Provided text:
▼▼▼
PRIVACY AND CYBERSECURITY CONCURRENCE
Join the Global Cybersecurity Conversation
League of Women Oregon’s Privacy and Cybersecurity positions were adopted in January 2020 after study and consensus. The 2020 elections further magnified election privacy and cybersecurity vulnerabilities. Election systems—the cornerstone of democracy—are recognized as critical cyber infrastructure. Defending democracy requires protecting our election systems from escalating cyber-attacks and disinformation. We cannot wait, we need these positions now.
U.S. state and national policy makers have joined the global debate over online protection of personal information. Tech companies convert personal information into multi-billion dollar advertising revenues, while experts now characterize media platforms’ information manipulation as ‘information disorder.’ The looming policy debate will determine both the future of privacy and the future of the internet. The League of Women Voters needs to adopt a position so they can have a voice in the policy debate.
LWVOR’s cybersecurity position goals build on expert analyses.
▲▲▲
Data excerpt:
▼▼▼
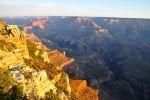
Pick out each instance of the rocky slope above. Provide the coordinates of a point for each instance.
(29, 70)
▲▲▲
Short problem:
Repeat word for word the part of the privacy and cybersecurity text that opens with "PRIVACY AND CYBERSECURITY CONCURRENCE" and closes with "these positions now.".

Response to the exercise:
PRIVACY AND CYBERSECURITY CONCURRENCE
Join the Global Cybersecurity Conversation
League of Women Oregon’s Privacy and Cybersecurity positions were adopted in January 2020 after study and consensus. The 2020 elections further magnified election privacy and cybersecurity vulnerabilities. Election systems—the cornerstone of democracy—are recognized as critical cyber infrastructure. Defending democracy requires protecting our election systems from escalating cyber-attacks and disinformation. We cannot wait, we need these positions now.